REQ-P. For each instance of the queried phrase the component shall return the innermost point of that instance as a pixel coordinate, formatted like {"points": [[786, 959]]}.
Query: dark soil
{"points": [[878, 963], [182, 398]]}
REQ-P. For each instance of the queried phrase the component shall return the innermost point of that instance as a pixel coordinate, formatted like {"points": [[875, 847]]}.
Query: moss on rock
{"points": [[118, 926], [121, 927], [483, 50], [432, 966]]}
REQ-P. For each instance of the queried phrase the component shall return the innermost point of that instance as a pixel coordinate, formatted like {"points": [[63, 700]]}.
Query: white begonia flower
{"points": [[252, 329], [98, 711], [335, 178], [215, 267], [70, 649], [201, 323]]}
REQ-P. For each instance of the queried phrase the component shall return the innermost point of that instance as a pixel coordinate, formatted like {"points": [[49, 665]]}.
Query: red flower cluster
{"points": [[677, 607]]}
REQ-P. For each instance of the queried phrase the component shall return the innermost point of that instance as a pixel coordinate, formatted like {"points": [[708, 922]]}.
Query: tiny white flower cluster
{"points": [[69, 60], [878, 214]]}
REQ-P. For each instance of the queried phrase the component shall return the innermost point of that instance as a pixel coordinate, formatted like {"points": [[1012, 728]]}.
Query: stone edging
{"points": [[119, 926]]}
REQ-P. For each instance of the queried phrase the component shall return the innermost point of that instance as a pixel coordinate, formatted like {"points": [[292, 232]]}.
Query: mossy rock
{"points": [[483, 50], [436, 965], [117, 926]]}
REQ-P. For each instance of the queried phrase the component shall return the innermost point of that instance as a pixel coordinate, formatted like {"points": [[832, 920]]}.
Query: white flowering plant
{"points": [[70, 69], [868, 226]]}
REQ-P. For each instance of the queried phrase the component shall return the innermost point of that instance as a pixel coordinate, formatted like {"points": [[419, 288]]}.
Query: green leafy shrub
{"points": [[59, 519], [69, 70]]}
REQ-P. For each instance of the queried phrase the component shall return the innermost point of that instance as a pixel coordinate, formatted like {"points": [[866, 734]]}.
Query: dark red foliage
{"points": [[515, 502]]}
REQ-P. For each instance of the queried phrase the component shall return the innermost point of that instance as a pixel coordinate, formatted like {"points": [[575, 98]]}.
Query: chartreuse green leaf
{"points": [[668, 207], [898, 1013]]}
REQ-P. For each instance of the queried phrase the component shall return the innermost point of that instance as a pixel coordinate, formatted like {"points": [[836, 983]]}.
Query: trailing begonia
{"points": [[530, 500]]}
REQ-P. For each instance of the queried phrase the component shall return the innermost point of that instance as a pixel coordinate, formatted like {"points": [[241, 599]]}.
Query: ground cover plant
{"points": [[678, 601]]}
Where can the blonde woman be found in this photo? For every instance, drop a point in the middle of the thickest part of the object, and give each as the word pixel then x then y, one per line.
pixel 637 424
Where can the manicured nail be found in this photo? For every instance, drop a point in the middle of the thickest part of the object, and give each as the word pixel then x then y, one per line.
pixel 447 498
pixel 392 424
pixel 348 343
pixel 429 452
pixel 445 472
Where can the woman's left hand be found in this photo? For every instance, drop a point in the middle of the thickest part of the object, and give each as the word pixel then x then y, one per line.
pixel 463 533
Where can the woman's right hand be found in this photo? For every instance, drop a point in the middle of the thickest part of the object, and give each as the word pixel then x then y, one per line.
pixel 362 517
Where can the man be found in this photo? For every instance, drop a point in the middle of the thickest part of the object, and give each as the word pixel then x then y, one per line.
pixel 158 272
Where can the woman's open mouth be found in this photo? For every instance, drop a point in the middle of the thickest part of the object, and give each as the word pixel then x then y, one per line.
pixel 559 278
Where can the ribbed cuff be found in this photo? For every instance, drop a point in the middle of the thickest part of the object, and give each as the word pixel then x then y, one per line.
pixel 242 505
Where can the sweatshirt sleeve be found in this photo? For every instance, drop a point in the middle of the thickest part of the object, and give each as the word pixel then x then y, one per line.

———

Having found the line with "Where can the woman's open", transcribe it and each line after it to the end of the entries, with no other lines.

Where can the woman's open mouth be found in this photo? For every instance, drop a point in the middle of the thickest part of the object, and give each as the word pixel then x then y, one per line.
pixel 559 278
Where can the ribbed cuff be found in this photo? For every instance, drop a point in the middle of the thickest part of the object, and give each as the word pixel then x then y, one per line.
pixel 242 505
Where can the sweatshirt sleeve be found in this photo? For every instance, drop a point in the middle of the thickest part of the object, and give each as the word pixel then x then y, one per line.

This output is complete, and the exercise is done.